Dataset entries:

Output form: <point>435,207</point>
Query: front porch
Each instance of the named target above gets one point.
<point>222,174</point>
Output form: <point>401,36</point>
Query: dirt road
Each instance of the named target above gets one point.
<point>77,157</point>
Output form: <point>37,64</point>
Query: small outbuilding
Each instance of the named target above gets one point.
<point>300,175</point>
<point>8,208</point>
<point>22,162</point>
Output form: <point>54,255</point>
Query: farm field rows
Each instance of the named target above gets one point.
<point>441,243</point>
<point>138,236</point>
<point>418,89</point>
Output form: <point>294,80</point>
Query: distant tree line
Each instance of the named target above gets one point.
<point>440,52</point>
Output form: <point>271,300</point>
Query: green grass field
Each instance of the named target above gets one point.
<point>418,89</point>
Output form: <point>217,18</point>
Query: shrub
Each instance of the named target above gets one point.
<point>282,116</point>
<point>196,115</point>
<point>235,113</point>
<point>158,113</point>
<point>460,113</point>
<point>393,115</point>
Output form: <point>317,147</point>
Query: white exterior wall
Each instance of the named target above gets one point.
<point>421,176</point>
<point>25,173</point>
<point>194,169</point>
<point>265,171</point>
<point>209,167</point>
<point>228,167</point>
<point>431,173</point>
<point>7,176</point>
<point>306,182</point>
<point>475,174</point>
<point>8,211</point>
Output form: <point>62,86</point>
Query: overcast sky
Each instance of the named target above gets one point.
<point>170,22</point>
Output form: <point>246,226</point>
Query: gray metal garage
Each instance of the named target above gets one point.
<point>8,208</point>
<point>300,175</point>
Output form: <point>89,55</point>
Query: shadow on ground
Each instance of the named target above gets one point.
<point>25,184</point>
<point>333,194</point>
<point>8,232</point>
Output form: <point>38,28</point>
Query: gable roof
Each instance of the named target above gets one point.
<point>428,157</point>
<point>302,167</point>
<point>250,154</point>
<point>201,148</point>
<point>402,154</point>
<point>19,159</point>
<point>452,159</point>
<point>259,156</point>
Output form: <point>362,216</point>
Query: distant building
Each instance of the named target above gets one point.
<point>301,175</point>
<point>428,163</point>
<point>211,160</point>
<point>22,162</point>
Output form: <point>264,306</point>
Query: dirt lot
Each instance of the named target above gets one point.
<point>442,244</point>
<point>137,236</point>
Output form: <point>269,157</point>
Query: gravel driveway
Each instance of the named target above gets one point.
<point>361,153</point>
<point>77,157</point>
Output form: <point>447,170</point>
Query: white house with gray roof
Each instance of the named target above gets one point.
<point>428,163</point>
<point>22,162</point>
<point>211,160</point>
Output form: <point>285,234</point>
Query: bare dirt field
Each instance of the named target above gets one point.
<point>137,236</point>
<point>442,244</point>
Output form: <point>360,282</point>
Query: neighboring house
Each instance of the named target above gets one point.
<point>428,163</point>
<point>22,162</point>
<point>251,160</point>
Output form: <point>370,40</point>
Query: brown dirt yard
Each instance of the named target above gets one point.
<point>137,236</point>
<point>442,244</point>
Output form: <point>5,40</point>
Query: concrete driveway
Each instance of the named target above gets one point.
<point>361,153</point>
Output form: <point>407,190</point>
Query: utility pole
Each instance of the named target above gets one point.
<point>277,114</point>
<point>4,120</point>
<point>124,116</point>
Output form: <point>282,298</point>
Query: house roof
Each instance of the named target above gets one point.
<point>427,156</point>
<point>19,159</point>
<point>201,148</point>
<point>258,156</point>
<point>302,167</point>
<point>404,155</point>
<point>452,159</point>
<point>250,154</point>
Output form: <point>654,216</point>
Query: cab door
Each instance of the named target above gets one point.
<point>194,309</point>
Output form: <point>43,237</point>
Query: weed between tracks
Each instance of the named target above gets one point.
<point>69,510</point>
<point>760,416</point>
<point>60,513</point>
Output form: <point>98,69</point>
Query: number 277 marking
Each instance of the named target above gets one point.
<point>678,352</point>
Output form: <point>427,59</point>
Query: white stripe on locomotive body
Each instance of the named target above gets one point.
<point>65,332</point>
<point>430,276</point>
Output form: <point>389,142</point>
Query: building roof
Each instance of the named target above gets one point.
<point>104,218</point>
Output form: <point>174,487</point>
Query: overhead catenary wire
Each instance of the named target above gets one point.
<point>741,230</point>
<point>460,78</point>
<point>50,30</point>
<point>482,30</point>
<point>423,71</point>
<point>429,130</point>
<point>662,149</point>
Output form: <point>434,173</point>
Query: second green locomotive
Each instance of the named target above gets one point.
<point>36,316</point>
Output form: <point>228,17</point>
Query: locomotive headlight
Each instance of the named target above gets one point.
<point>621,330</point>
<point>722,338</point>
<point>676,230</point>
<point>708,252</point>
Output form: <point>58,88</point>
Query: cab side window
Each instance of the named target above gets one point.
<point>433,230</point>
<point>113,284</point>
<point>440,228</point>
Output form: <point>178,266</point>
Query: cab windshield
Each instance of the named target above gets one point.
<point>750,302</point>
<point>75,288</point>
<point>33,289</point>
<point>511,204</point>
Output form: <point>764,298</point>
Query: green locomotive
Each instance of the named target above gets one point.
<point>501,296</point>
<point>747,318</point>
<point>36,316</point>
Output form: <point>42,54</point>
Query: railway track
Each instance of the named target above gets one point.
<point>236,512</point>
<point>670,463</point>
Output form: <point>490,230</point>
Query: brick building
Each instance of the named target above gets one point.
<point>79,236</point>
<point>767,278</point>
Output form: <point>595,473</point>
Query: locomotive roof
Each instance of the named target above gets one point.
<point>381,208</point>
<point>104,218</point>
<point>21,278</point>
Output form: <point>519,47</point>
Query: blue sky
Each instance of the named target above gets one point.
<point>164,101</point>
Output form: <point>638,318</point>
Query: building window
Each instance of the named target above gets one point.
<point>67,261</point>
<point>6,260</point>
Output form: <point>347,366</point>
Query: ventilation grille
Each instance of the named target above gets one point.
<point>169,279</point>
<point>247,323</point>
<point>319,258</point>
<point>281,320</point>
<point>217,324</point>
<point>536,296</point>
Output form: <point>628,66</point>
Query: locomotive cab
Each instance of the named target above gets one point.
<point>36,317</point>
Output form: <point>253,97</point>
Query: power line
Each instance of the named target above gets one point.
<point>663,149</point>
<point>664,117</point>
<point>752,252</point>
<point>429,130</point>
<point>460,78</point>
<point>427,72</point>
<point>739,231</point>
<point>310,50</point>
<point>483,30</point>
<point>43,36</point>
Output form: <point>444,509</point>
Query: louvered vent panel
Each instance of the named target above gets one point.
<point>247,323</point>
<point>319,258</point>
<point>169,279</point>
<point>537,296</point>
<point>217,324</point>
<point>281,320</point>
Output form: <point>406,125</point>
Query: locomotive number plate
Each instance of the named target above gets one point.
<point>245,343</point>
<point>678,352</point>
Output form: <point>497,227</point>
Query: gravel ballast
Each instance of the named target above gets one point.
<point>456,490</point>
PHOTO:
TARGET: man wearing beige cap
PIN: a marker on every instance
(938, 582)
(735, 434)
==
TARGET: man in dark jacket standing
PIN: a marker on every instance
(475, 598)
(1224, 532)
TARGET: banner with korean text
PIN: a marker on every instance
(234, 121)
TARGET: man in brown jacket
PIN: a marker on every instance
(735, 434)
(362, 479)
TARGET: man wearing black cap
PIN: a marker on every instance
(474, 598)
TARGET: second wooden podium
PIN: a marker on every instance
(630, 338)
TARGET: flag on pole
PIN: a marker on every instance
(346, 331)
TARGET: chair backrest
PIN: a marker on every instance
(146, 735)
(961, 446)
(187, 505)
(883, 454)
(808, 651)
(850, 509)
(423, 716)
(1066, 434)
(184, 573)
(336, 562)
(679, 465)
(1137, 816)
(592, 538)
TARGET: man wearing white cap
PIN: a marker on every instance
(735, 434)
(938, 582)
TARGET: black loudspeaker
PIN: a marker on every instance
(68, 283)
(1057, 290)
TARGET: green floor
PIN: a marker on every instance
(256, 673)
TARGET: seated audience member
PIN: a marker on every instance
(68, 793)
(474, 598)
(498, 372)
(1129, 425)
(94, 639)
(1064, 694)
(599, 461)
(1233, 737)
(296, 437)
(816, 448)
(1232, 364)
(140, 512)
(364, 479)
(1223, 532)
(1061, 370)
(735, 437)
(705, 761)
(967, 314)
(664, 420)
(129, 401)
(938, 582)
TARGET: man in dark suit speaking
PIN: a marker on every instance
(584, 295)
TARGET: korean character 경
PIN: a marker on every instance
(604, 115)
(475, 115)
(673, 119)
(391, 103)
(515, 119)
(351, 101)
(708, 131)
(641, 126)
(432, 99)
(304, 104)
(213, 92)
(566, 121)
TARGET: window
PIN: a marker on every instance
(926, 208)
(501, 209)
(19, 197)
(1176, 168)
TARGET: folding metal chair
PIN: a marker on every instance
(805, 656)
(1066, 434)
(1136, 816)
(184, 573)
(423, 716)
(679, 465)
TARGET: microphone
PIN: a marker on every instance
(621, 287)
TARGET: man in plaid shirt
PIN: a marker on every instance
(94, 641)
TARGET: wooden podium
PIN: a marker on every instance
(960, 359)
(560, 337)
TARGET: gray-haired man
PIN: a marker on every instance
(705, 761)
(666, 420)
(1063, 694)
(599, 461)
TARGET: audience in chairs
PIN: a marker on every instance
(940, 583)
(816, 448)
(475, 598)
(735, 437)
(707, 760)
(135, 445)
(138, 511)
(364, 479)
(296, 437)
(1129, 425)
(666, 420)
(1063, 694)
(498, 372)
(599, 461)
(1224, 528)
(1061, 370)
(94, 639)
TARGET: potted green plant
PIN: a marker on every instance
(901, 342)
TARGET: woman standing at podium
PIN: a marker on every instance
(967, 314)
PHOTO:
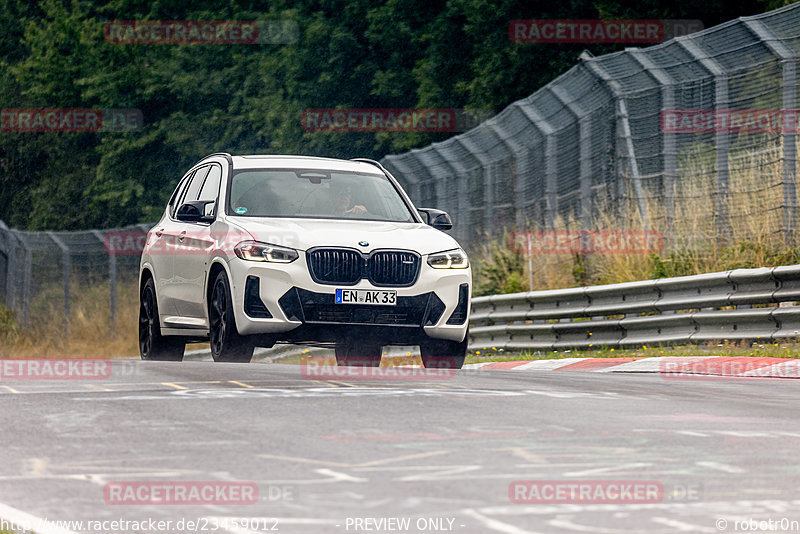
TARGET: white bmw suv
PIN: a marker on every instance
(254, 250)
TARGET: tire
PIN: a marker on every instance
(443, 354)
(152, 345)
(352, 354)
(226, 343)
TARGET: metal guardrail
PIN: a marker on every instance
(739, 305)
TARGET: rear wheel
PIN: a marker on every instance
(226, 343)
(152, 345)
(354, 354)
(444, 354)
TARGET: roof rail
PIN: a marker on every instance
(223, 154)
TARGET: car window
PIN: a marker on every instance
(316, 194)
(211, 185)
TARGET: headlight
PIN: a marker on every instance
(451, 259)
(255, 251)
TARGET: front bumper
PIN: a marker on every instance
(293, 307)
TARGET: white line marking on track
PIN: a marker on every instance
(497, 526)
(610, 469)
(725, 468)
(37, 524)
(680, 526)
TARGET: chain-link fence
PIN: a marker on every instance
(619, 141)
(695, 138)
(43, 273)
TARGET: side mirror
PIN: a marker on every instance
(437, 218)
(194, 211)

Work to complete:
For this exercise, find all lines in the records containing the word "audience" and copy them.

Reply:
TARGET: seated audience member
TARGET: audience in chairs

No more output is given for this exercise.